Collected data entries
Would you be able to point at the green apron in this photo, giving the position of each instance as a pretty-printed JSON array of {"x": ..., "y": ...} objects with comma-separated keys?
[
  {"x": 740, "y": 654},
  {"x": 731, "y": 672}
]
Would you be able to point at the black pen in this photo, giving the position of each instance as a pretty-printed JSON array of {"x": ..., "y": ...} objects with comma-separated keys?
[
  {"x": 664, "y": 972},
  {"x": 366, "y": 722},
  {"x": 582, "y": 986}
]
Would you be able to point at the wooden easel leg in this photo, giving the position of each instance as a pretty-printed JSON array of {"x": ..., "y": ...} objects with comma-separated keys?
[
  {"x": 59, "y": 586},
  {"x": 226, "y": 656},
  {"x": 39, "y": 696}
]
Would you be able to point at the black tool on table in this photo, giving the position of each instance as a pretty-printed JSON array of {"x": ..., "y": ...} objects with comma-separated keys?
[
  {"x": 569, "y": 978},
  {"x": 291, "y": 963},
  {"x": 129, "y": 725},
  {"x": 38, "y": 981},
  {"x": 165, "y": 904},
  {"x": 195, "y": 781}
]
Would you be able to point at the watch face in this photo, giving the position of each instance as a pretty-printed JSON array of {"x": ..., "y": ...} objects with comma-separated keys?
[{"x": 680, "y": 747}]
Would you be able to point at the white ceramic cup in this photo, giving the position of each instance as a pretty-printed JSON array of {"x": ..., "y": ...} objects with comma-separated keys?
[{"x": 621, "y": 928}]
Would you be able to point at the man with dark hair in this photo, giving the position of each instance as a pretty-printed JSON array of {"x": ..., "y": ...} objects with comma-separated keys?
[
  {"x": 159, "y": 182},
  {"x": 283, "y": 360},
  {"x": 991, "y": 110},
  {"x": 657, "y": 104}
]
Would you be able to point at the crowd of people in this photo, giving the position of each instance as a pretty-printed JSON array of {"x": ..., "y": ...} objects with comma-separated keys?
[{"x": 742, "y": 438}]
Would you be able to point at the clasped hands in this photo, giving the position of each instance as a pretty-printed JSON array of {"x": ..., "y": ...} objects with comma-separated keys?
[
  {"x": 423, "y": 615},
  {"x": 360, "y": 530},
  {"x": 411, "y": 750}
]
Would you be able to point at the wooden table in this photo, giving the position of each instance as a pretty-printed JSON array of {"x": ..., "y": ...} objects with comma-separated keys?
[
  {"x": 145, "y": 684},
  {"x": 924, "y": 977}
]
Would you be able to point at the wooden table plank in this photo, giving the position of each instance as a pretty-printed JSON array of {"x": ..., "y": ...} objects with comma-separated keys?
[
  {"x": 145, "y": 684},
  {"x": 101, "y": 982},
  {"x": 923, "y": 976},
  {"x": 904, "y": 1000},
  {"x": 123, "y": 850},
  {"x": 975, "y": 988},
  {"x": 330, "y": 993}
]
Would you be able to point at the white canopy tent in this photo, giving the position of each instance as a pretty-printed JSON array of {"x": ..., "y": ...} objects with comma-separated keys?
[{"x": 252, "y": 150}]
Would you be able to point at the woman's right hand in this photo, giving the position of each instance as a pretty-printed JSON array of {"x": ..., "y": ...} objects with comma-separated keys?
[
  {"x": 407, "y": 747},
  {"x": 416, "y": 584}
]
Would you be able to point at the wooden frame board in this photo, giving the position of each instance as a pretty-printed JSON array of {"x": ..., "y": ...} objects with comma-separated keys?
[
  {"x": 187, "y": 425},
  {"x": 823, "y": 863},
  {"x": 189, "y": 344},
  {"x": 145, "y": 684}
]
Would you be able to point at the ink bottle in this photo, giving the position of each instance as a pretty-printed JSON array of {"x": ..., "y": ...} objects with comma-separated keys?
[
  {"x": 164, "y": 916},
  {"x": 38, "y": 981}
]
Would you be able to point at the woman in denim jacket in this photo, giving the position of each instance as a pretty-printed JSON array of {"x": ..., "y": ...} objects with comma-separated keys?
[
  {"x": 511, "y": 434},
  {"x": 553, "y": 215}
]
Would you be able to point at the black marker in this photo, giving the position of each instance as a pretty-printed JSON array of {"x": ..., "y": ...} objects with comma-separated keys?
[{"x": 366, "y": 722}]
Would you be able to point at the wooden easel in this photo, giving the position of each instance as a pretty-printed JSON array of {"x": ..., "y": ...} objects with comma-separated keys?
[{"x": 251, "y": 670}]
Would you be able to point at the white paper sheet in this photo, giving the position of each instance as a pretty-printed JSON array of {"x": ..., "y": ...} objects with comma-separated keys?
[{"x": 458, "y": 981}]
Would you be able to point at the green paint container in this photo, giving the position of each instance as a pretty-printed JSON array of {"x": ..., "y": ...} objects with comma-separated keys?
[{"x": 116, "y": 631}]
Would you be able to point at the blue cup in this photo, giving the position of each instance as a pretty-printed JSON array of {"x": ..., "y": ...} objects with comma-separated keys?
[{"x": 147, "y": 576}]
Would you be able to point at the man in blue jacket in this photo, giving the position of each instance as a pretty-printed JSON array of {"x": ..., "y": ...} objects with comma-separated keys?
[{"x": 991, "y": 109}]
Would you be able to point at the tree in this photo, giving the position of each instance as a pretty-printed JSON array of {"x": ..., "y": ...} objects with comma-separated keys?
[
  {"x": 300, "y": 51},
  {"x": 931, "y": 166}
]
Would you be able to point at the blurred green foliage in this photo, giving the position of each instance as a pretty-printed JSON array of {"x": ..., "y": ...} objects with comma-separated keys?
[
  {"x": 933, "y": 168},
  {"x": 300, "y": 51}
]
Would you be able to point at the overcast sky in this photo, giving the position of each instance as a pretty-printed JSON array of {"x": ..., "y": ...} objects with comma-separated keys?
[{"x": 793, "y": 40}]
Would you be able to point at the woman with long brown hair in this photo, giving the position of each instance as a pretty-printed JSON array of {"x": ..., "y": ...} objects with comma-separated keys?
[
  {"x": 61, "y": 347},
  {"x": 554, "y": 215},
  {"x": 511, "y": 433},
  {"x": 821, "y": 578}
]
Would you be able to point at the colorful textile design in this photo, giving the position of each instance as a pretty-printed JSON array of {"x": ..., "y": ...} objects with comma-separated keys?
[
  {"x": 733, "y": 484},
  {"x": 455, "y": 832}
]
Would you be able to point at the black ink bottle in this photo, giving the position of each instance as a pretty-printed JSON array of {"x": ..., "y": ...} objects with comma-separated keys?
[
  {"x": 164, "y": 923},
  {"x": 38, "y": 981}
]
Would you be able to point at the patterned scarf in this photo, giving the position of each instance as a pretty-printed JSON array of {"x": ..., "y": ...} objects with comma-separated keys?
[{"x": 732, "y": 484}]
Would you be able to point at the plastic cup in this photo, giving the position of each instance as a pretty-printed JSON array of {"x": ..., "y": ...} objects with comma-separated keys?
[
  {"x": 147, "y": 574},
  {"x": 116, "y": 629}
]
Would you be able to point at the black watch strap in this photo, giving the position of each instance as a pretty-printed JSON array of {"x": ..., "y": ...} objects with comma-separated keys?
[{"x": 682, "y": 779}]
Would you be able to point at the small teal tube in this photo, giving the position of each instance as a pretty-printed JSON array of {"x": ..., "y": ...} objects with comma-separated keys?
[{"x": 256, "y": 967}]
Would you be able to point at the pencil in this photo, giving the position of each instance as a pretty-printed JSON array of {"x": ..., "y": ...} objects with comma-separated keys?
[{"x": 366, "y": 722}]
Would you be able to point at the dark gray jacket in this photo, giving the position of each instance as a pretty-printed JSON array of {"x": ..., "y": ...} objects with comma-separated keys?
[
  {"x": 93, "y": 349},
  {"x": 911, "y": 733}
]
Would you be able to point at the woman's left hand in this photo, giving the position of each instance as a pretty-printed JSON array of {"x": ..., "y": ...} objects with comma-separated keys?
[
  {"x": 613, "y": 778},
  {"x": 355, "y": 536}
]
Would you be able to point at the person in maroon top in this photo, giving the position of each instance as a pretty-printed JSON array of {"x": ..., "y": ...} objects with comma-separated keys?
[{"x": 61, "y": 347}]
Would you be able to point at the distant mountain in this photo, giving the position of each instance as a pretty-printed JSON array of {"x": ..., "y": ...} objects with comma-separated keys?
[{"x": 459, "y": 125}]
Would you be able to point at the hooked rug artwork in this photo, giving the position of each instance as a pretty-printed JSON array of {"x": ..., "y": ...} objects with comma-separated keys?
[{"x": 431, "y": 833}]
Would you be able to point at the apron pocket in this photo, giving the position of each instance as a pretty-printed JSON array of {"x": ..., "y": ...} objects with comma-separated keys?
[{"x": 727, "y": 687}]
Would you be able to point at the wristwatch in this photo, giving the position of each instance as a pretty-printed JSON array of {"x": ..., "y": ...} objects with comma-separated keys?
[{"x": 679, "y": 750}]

Exercise goal ->
Nothing but the lines from the line with "Would you be able to point at the dark" to the last line of the listing above should appear; please retype them exactly, both ends included.

Solution to the problem ->
Would you be able to point at the dark gray jacket in this photo, giving the position of each instance as a pretty-printed JSON array of {"x": ..., "y": ...} objects with comma-separated keys?
[
  {"x": 93, "y": 349},
  {"x": 911, "y": 733}
]
Would you be able to point at the woman's left hand in this photo, giving the position of each instance as a pretty-printed JSON array of {"x": ..., "y": ...} objects with comma-separated keys?
[
  {"x": 613, "y": 778},
  {"x": 355, "y": 536}
]
Would you be able to point at the person in maroon top in this photo, giving the position of each instance as a pretty-printed JSON array of {"x": ..., "y": ...} objects with comma-separated keys?
[{"x": 61, "y": 347}]
Would you be able to point at the distant mountain in this photo, giving the position of each instance as a pretty-printed JSON array of {"x": ..., "y": ...} objects with comma-separated keys?
[{"x": 459, "y": 125}]
Would you be able to point at the hooked rug artwork in this photo, giving the position of each instance as a pretty-printed JSON array of {"x": ..., "y": ...} objects with comma-separated keys?
[{"x": 431, "y": 833}]
Would you be able to point at the apron pocket in this photo, giving the position of each instance as a pretty-printed JSON array of {"x": ..., "y": ...} objects with comma-separated keys?
[{"x": 727, "y": 687}]
Would you be able to point at the wristwatch in this photo, giving the position of each instance as a pretty-printed JSON array of {"x": ..., "y": ...} objects with comma-separated keys?
[{"x": 679, "y": 750}]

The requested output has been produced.